Named-object pointing records:
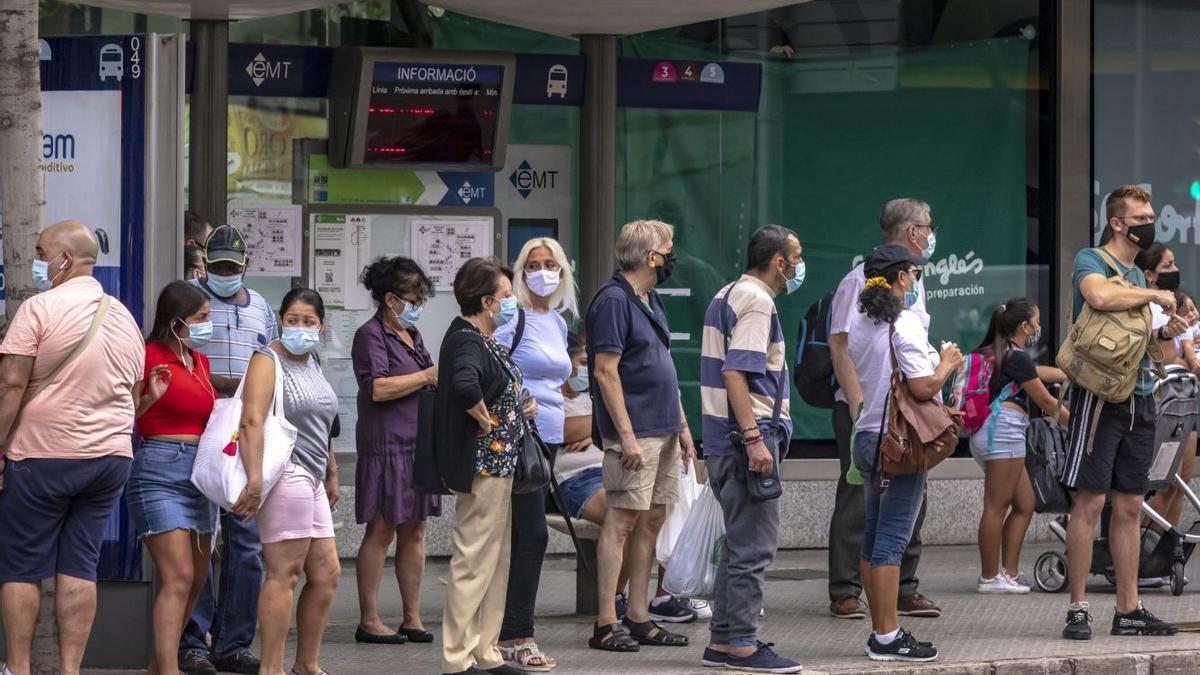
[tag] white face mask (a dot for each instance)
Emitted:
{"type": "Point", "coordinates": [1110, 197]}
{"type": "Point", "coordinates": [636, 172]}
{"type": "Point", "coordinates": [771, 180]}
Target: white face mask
{"type": "Point", "coordinates": [543, 282]}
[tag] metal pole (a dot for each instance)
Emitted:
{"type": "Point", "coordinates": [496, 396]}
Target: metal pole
{"type": "Point", "coordinates": [1074, 148]}
{"type": "Point", "coordinates": [598, 162]}
{"type": "Point", "coordinates": [209, 120]}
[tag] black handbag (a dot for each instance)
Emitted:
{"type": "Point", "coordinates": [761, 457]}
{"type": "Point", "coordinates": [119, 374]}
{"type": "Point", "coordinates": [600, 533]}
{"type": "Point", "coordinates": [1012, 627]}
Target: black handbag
{"type": "Point", "coordinates": [534, 463]}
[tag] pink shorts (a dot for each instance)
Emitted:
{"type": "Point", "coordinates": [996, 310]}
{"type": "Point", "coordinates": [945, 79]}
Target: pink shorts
{"type": "Point", "coordinates": [297, 508]}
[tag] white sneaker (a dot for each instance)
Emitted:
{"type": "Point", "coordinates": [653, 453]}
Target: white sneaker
{"type": "Point", "coordinates": [701, 607]}
{"type": "Point", "coordinates": [1001, 584]}
{"type": "Point", "coordinates": [1020, 579]}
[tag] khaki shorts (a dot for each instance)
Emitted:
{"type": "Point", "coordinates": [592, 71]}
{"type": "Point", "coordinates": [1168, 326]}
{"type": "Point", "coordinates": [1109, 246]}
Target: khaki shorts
{"type": "Point", "coordinates": [655, 483]}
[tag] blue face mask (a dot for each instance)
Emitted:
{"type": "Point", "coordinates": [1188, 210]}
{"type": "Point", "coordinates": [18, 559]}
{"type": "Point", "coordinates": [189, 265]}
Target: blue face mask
{"type": "Point", "coordinates": [198, 334]}
{"type": "Point", "coordinates": [797, 280]}
{"type": "Point", "coordinates": [508, 310]}
{"type": "Point", "coordinates": [300, 340]}
{"type": "Point", "coordinates": [225, 286]}
{"type": "Point", "coordinates": [930, 246]}
{"type": "Point", "coordinates": [411, 315]}
{"type": "Point", "coordinates": [580, 382]}
{"type": "Point", "coordinates": [41, 270]}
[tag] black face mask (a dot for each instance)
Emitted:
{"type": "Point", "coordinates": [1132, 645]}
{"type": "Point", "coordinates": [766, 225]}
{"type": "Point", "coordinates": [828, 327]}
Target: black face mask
{"type": "Point", "coordinates": [1143, 236]}
{"type": "Point", "coordinates": [1168, 280]}
{"type": "Point", "coordinates": [664, 273]}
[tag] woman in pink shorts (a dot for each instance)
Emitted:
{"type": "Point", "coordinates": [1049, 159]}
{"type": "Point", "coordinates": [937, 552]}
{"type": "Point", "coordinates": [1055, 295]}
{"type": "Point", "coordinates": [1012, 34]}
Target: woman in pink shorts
{"type": "Point", "coordinates": [294, 520]}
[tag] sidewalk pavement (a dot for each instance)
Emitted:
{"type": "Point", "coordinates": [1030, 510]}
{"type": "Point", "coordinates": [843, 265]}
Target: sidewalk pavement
{"type": "Point", "coordinates": [976, 634]}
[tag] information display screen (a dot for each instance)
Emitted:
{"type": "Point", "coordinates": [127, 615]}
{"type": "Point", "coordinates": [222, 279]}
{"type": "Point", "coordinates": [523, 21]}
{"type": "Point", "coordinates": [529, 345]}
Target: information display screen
{"type": "Point", "coordinates": [432, 113]}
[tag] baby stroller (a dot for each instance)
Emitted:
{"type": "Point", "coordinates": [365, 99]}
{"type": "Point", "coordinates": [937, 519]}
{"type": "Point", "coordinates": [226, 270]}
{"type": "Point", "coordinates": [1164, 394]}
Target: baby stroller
{"type": "Point", "coordinates": [1165, 555]}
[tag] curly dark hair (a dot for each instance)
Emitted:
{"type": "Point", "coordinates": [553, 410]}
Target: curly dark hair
{"type": "Point", "coordinates": [877, 302]}
{"type": "Point", "coordinates": [395, 275]}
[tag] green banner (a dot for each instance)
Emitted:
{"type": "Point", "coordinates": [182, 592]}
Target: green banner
{"type": "Point", "coordinates": [833, 141]}
{"type": "Point", "coordinates": [329, 185]}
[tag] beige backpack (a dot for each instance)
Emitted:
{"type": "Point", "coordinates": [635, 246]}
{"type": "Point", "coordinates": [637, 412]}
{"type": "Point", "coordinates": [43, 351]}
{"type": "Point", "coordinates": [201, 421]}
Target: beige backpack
{"type": "Point", "coordinates": [1103, 351]}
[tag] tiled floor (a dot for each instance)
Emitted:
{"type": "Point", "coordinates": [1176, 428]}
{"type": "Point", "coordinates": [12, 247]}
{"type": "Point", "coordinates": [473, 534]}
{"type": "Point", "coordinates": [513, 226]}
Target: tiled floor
{"type": "Point", "coordinates": [972, 627]}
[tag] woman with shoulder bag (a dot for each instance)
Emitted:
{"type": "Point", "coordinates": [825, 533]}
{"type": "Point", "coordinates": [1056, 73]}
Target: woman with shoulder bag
{"type": "Point", "coordinates": [174, 519]}
{"type": "Point", "coordinates": [893, 502]}
{"type": "Point", "coordinates": [478, 432]}
{"type": "Point", "coordinates": [545, 287]}
{"type": "Point", "coordinates": [294, 521]}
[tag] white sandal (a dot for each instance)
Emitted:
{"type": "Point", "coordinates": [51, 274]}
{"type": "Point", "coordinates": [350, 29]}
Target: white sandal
{"type": "Point", "coordinates": [526, 652]}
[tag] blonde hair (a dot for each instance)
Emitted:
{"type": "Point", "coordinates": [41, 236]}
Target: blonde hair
{"type": "Point", "coordinates": [563, 299]}
{"type": "Point", "coordinates": [637, 239]}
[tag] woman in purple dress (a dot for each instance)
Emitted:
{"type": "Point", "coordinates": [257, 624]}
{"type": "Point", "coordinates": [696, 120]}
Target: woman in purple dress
{"type": "Point", "coordinates": [391, 365]}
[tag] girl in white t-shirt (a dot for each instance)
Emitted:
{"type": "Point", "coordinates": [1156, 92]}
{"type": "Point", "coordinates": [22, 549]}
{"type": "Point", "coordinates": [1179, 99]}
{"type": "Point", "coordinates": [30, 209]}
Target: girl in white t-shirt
{"type": "Point", "coordinates": [892, 280]}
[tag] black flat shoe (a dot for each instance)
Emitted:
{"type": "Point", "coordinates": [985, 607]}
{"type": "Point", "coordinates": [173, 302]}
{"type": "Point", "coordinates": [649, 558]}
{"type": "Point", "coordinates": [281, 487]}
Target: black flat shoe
{"type": "Point", "coordinates": [415, 634]}
{"type": "Point", "coordinates": [365, 638]}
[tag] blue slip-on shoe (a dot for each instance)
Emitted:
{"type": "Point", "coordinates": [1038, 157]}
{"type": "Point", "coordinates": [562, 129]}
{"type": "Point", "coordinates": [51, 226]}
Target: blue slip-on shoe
{"type": "Point", "coordinates": [763, 659]}
{"type": "Point", "coordinates": [714, 658]}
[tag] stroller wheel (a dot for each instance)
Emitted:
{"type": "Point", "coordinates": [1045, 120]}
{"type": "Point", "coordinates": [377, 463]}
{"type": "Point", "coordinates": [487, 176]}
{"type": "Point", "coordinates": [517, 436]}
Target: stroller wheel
{"type": "Point", "coordinates": [1050, 572]}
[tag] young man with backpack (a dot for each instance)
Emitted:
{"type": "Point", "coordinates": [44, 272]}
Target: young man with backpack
{"type": "Point", "coordinates": [907, 223]}
{"type": "Point", "coordinates": [1113, 425]}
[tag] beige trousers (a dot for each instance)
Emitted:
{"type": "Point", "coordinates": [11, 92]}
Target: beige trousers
{"type": "Point", "coordinates": [479, 575]}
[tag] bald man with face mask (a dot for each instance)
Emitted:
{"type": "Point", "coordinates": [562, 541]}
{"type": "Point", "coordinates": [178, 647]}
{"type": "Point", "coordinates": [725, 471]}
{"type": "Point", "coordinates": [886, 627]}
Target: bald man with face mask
{"type": "Point", "coordinates": [70, 363]}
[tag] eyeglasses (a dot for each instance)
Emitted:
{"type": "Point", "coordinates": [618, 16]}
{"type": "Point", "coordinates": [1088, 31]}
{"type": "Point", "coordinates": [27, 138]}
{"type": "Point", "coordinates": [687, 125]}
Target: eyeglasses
{"type": "Point", "coordinates": [1140, 220]}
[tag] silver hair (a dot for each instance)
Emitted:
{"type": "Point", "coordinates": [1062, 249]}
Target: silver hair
{"type": "Point", "coordinates": [637, 239]}
{"type": "Point", "coordinates": [901, 213]}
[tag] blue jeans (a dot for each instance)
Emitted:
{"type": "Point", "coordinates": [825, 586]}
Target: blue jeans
{"type": "Point", "coordinates": [891, 513]}
{"type": "Point", "coordinates": [233, 619]}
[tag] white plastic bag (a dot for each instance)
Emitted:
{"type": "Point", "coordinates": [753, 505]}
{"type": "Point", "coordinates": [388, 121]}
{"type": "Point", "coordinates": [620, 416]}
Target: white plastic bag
{"type": "Point", "coordinates": [217, 472]}
{"type": "Point", "coordinates": [677, 513]}
{"type": "Point", "coordinates": [691, 569]}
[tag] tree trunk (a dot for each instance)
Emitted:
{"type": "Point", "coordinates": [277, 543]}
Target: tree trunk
{"type": "Point", "coordinates": [21, 210]}
{"type": "Point", "coordinates": [21, 132]}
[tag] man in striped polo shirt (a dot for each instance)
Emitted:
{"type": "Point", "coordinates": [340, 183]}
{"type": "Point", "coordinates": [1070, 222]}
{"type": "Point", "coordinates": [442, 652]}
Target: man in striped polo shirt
{"type": "Point", "coordinates": [743, 372]}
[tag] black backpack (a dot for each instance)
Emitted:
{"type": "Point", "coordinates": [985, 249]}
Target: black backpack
{"type": "Point", "coordinates": [1045, 459]}
{"type": "Point", "coordinates": [815, 378]}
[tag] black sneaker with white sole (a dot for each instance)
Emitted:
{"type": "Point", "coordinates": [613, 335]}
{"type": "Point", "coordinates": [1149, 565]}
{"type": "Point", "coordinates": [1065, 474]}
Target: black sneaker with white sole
{"type": "Point", "coordinates": [1079, 625]}
{"type": "Point", "coordinates": [904, 647]}
{"type": "Point", "coordinates": [1141, 622]}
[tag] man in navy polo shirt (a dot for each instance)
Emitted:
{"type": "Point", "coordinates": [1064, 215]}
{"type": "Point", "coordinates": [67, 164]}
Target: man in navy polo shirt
{"type": "Point", "coordinates": [639, 423]}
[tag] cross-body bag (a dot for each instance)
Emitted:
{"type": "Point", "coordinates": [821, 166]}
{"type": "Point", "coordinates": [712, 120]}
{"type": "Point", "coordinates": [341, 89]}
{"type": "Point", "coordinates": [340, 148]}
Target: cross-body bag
{"type": "Point", "coordinates": [762, 487]}
{"type": "Point", "coordinates": [533, 463]}
{"type": "Point", "coordinates": [93, 329]}
{"type": "Point", "coordinates": [917, 435]}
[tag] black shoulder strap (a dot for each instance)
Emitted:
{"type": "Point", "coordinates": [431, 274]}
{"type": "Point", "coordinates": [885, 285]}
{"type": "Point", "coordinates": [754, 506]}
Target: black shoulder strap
{"type": "Point", "coordinates": [779, 384]}
{"type": "Point", "coordinates": [519, 333]}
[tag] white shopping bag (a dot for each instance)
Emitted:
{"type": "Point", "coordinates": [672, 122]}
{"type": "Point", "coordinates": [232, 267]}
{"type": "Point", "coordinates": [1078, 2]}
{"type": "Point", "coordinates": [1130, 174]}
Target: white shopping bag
{"type": "Point", "coordinates": [691, 569]}
{"type": "Point", "coordinates": [677, 513]}
{"type": "Point", "coordinates": [217, 472]}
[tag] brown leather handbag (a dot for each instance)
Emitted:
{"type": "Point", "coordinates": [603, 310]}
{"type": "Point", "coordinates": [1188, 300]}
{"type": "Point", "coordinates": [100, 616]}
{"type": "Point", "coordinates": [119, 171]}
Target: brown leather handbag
{"type": "Point", "coordinates": [918, 435]}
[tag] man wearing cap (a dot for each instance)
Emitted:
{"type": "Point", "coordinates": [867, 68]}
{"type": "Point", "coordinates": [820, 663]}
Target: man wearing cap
{"type": "Point", "coordinates": [905, 222]}
{"type": "Point", "coordinates": [241, 322]}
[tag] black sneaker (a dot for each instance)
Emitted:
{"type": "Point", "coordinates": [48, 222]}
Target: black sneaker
{"type": "Point", "coordinates": [196, 662]}
{"type": "Point", "coordinates": [1141, 622]}
{"type": "Point", "coordinates": [904, 647]}
{"type": "Point", "coordinates": [239, 661]}
{"type": "Point", "coordinates": [1079, 625]}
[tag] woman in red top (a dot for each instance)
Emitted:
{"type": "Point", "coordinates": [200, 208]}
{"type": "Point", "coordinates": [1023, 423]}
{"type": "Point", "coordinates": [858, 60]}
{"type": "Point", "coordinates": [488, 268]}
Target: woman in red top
{"type": "Point", "coordinates": [171, 515]}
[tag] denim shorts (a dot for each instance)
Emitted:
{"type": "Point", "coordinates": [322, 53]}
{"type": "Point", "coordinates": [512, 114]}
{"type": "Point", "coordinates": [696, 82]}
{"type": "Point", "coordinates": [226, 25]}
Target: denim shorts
{"type": "Point", "coordinates": [892, 512]}
{"type": "Point", "coordinates": [1007, 437]}
{"type": "Point", "coordinates": [580, 488]}
{"type": "Point", "coordinates": [161, 495]}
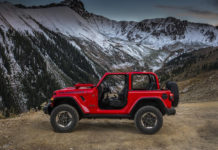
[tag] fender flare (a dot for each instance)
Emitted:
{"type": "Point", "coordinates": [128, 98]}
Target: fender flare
{"type": "Point", "coordinates": [73, 102]}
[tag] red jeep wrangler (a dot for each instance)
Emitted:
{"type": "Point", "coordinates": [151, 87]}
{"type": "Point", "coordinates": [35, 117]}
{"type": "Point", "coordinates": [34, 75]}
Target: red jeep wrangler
{"type": "Point", "coordinates": [132, 95]}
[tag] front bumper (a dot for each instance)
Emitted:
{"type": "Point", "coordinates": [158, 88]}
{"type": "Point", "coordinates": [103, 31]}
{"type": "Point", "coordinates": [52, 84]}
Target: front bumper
{"type": "Point", "coordinates": [47, 108]}
{"type": "Point", "coordinates": [170, 111]}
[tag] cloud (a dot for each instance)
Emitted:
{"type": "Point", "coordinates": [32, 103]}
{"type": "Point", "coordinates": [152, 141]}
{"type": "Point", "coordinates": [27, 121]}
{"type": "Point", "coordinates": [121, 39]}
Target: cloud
{"type": "Point", "coordinates": [189, 11]}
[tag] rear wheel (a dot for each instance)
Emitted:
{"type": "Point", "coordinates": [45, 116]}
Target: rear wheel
{"type": "Point", "coordinates": [148, 120]}
{"type": "Point", "coordinates": [64, 118]}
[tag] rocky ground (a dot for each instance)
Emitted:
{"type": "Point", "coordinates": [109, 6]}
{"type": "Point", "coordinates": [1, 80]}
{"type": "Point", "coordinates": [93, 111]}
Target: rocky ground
{"type": "Point", "coordinates": [195, 126]}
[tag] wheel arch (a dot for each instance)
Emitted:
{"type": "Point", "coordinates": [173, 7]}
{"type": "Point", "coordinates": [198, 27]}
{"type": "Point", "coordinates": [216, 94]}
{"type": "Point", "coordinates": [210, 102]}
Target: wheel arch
{"type": "Point", "coordinates": [156, 102]}
{"type": "Point", "coordinates": [67, 100]}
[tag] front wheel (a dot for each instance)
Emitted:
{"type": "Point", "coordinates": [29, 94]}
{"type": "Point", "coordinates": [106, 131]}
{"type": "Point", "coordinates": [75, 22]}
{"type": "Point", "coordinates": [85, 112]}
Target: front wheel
{"type": "Point", "coordinates": [64, 118]}
{"type": "Point", "coordinates": [148, 120]}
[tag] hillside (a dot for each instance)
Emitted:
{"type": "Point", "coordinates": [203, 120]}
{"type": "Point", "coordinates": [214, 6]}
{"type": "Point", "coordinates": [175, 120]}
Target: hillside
{"type": "Point", "coordinates": [195, 72]}
{"type": "Point", "coordinates": [49, 47]}
{"type": "Point", "coordinates": [195, 126]}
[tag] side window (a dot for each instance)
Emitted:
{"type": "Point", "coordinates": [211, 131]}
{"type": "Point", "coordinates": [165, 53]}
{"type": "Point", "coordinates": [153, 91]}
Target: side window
{"type": "Point", "coordinates": [115, 82]}
{"type": "Point", "coordinates": [143, 82]}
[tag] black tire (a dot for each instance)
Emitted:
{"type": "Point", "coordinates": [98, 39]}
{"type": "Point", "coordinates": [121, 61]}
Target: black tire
{"type": "Point", "coordinates": [173, 87]}
{"type": "Point", "coordinates": [146, 110]}
{"type": "Point", "coordinates": [67, 109]}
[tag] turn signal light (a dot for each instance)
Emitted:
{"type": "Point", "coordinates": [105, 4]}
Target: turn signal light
{"type": "Point", "coordinates": [171, 97]}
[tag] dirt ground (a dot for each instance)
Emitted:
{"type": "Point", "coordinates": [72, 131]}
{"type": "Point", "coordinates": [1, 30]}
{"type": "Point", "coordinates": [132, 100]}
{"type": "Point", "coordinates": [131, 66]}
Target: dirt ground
{"type": "Point", "coordinates": [195, 126]}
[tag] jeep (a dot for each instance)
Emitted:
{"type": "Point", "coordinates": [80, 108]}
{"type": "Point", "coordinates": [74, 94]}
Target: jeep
{"type": "Point", "coordinates": [131, 95]}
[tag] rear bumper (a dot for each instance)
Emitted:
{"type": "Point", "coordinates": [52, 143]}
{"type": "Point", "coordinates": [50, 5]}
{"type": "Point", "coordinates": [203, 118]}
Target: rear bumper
{"type": "Point", "coordinates": [47, 108]}
{"type": "Point", "coordinates": [170, 111]}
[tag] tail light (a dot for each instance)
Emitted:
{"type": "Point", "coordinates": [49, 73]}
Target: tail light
{"type": "Point", "coordinates": [171, 97]}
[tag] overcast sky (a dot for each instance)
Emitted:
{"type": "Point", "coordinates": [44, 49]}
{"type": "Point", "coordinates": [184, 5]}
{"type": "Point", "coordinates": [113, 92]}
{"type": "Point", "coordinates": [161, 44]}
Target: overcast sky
{"type": "Point", "coordinates": [204, 11]}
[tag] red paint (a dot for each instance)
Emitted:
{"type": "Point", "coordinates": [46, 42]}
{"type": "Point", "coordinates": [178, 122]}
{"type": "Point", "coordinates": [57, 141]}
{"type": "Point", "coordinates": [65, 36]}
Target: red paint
{"type": "Point", "coordinates": [90, 94]}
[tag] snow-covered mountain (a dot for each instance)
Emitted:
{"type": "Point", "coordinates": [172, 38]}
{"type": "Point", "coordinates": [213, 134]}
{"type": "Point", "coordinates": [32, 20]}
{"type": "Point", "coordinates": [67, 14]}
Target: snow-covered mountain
{"type": "Point", "coordinates": [48, 47]}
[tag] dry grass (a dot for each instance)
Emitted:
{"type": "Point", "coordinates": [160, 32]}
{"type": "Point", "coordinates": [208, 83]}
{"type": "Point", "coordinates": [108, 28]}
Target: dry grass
{"type": "Point", "coordinates": [194, 127]}
{"type": "Point", "coordinates": [202, 87]}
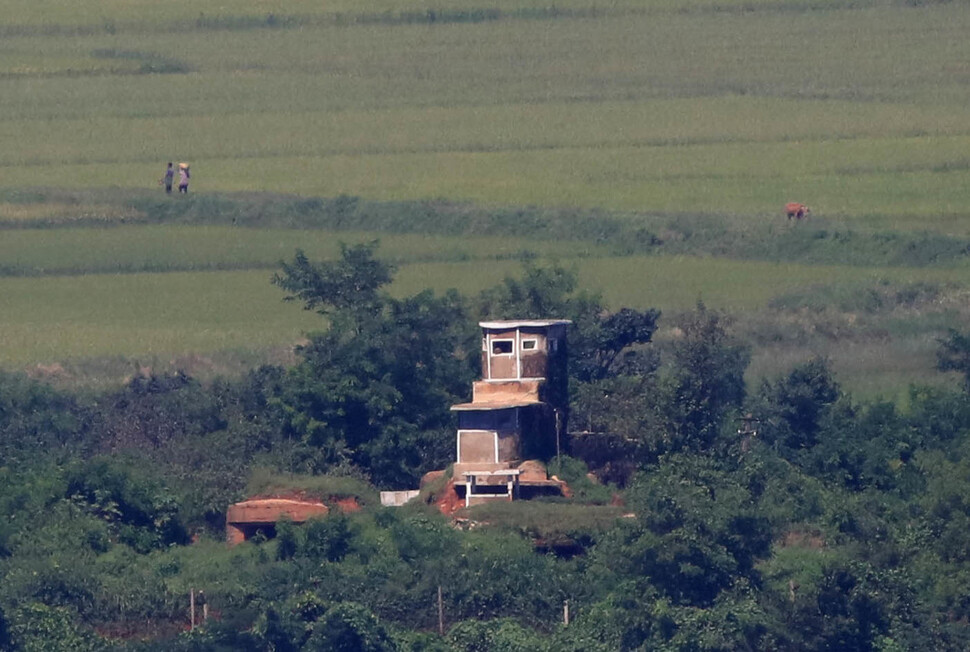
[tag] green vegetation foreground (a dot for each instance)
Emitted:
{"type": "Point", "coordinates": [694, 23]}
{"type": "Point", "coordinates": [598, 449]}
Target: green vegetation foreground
{"type": "Point", "coordinates": [818, 523]}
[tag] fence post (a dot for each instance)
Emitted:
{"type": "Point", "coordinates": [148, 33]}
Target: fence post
{"type": "Point", "coordinates": [441, 613]}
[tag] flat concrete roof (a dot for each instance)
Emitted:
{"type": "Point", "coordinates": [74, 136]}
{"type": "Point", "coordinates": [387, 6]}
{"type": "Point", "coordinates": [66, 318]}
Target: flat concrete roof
{"type": "Point", "coordinates": [524, 323]}
{"type": "Point", "coordinates": [494, 405]}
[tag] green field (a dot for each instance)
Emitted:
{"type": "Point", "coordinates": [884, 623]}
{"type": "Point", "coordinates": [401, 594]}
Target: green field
{"type": "Point", "coordinates": [679, 117]}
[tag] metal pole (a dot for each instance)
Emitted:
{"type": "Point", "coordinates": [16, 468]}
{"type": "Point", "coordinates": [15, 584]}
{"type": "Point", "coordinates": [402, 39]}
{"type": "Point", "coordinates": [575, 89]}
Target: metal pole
{"type": "Point", "coordinates": [558, 428]}
{"type": "Point", "coordinates": [441, 613]}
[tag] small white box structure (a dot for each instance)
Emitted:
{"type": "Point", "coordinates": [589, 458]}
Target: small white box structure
{"type": "Point", "coordinates": [397, 498]}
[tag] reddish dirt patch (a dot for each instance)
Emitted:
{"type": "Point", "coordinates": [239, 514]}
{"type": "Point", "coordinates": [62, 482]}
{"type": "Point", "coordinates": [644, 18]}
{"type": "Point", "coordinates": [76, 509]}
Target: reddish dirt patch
{"type": "Point", "coordinates": [447, 500]}
{"type": "Point", "coordinates": [347, 504]}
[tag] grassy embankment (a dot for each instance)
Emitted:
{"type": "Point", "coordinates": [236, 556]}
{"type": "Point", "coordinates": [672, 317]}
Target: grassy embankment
{"type": "Point", "coordinates": [694, 122]}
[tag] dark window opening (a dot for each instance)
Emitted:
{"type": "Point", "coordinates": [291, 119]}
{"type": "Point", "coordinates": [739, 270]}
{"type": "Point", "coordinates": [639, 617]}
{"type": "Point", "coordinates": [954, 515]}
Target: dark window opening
{"type": "Point", "coordinates": [502, 347]}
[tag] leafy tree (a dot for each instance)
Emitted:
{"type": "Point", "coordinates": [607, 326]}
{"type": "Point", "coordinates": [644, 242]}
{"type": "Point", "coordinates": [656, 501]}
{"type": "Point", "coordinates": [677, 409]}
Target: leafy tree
{"type": "Point", "coordinates": [37, 421]}
{"type": "Point", "coordinates": [794, 406]}
{"type": "Point", "coordinates": [705, 381]}
{"type": "Point", "coordinates": [349, 287]}
{"type": "Point", "coordinates": [328, 538]}
{"type": "Point", "coordinates": [349, 627]}
{"type": "Point", "coordinates": [287, 541]}
{"type": "Point", "coordinates": [374, 391]}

**Work to complete**
Locate "[tag] leafy tree (a dot for each instance)" in the material, then quote the line that contains it and all lines after it through the final one.

**Full output**
[tag] leafy tree (a dot for each instance)
Emitted:
{"type": "Point", "coordinates": [607, 326]}
{"type": "Point", "coordinates": [644, 242]}
{"type": "Point", "coordinates": [656, 501]}
{"type": "Point", "coordinates": [677, 409]}
Target: leafy tree
{"type": "Point", "coordinates": [37, 421]}
{"type": "Point", "coordinates": [794, 406]}
{"type": "Point", "coordinates": [705, 381]}
{"type": "Point", "coordinates": [349, 287]}
{"type": "Point", "coordinates": [328, 538]}
{"type": "Point", "coordinates": [349, 627]}
{"type": "Point", "coordinates": [287, 541]}
{"type": "Point", "coordinates": [374, 391]}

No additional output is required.